Task requirements: Write out the entries below once more, exactly.

======

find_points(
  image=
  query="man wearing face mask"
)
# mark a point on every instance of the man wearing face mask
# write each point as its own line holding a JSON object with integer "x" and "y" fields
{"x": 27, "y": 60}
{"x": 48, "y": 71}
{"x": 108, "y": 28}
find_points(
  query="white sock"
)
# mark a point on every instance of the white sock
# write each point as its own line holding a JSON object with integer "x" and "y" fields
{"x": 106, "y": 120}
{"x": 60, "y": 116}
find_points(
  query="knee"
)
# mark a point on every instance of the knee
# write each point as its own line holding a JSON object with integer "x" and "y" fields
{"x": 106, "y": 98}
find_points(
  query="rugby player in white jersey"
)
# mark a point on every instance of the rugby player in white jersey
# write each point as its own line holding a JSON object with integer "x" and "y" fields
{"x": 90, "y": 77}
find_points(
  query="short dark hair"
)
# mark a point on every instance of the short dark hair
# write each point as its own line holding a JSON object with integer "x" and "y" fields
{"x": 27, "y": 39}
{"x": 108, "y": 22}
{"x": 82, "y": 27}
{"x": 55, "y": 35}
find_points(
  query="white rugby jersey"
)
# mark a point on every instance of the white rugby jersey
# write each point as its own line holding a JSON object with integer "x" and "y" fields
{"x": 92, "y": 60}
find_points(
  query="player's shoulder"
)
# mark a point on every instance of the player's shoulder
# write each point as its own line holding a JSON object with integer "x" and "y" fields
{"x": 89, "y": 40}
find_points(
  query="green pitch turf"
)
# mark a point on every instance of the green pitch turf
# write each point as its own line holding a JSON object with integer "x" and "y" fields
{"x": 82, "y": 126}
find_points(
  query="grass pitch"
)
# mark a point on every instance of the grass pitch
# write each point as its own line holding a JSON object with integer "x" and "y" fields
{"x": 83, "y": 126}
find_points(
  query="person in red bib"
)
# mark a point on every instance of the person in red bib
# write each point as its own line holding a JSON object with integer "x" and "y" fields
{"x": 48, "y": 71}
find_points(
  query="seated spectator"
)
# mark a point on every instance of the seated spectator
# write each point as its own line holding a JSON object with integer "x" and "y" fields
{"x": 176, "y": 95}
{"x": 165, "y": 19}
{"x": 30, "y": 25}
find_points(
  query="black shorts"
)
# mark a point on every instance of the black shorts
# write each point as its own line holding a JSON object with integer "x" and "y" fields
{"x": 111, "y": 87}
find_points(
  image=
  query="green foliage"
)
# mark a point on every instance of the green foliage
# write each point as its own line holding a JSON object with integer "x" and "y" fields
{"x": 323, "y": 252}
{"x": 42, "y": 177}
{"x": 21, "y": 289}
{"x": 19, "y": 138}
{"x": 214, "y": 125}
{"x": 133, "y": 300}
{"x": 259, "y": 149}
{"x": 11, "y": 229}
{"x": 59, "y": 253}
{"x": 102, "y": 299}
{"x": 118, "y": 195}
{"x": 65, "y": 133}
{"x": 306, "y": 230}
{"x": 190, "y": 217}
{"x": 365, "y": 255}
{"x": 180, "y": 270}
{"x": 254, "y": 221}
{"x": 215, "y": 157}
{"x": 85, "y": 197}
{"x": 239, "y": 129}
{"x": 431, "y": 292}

======

Solution to this exercise:
find_points(
  image=
  query="man wearing face mask"
)
# mark a point on every instance of the man wearing face mask
# write each point as its own line holding a JSON object with integer "x" and "y" fields
{"x": 27, "y": 60}
{"x": 48, "y": 71}
{"x": 108, "y": 28}
find_points(
  query="white sock"
)
# mark a point on every instance of the white sock
# write each point as its own line holding a JSON object with integer "x" and "y" fields
{"x": 106, "y": 120}
{"x": 60, "y": 116}
find_points(
  query="knee"
)
# mark a point on every instance of the knee
# write each point as its own line holding a JSON object with integer "x" and "y" fields
{"x": 106, "y": 98}
find_points(
  query="rugby player in white jersey"
)
# mark a point on every instance of the rugby player in white jersey
# write each point as its own line holding a JSON object with integer "x" and "y" fields
{"x": 90, "y": 77}
find_points(
  query="short dark hair"
)
# mark a point on every instance of the short dark hair
# write each point as its own line holding a JSON object with integer "x" and "y" fields
{"x": 27, "y": 39}
{"x": 108, "y": 22}
{"x": 82, "y": 27}
{"x": 55, "y": 35}
find_points(
  query="white rugby jersey"
)
# mark a point on every instance of the white rugby jersey
# write each point as its own line holding a JSON object with integer "x" and "y" fields
{"x": 92, "y": 60}
find_points(
  query="player's shoulder"
)
# mark a point on every instance of the player's shoulder
# write each point as its own line holding a JSON object with integer "x" and "y" fields
{"x": 89, "y": 40}
find_points(
  query="green pitch turf"
)
# mark a point on every instance of the green pitch turf
# write each point as its own line holding a JSON object with integer "x" and "y" fields
{"x": 82, "y": 126}
find_points(
  query="grass pitch"
)
# mark a point on every instance of the grass pitch
# write each point as its own line holding a JSON object with integer "x" and "y" fields
{"x": 83, "y": 126}
find_points(
  query="person in red bib"
)
# mark a point on every instance of the person in red bib
# write each point as its own line holding a JSON object with integer "x" and "y" fields
{"x": 48, "y": 71}
find_points(
  query="seated spectator"
)
# mark a point on every instance of the seated spectator
# write each point as its own line holding a JSON object with integer "x" and "y" fields
{"x": 176, "y": 95}
{"x": 165, "y": 19}
{"x": 30, "y": 25}
find_points(
  query="black shorts"
)
# mark a point on every instance of the black shorts
# write each point as its own line holding a JSON object with integer "x" and "y" fields
{"x": 111, "y": 87}
find_points(
  image=
  query="green foliage"
)
# mark a point on every instance of the green foliage
# write each point as its own line holding a JSON object with integer "x" and "y" fields
{"x": 323, "y": 252}
{"x": 42, "y": 177}
{"x": 21, "y": 289}
{"x": 19, "y": 138}
{"x": 214, "y": 125}
{"x": 133, "y": 300}
{"x": 259, "y": 149}
{"x": 11, "y": 229}
{"x": 59, "y": 253}
{"x": 102, "y": 299}
{"x": 118, "y": 195}
{"x": 65, "y": 133}
{"x": 306, "y": 230}
{"x": 190, "y": 217}
{"x": 365, "y": 255}
{"x": 180, "y": 270}
{"x": 254, "y": 221}
{"x": 215, "y": 157}
{"x": 85, "y": 197}
{"x": 239, "y": 129}
{"x": 431, "y": 292}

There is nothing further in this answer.